(Extracted entries)
::::::::
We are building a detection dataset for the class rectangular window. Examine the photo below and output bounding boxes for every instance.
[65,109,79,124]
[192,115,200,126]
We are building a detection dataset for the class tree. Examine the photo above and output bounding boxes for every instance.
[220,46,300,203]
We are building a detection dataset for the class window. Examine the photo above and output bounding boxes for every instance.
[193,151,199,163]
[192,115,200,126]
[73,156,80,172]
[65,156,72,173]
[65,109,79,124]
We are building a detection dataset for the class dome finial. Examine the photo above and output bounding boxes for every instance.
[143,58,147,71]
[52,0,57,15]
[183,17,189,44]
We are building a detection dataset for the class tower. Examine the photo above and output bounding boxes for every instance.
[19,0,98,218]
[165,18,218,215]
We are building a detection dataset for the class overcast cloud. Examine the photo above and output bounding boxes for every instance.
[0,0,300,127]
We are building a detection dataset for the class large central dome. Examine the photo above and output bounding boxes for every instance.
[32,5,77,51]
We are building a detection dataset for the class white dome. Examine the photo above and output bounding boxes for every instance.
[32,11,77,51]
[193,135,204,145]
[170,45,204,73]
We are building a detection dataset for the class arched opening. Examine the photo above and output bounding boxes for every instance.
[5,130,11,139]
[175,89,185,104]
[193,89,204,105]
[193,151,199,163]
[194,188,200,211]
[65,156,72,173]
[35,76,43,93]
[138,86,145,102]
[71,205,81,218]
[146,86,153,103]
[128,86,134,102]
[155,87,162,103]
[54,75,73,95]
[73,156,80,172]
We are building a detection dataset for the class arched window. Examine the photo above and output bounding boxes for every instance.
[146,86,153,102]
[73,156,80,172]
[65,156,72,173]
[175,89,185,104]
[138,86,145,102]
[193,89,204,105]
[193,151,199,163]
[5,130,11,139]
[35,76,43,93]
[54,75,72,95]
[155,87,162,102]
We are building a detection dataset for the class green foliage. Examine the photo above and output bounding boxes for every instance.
::::::::
## WHAT YOU HAVE TO DO
Gather each line in the entries above that contains the word "arched". Copy every such line in full.

## SOLUTION
We are building a detection dataset for the class arched opening. Examine the photo above and output bounding boxes for every instance.
We are building a detection dataset for the class arched window. Examine the photo above and output bounding boxes for every instance.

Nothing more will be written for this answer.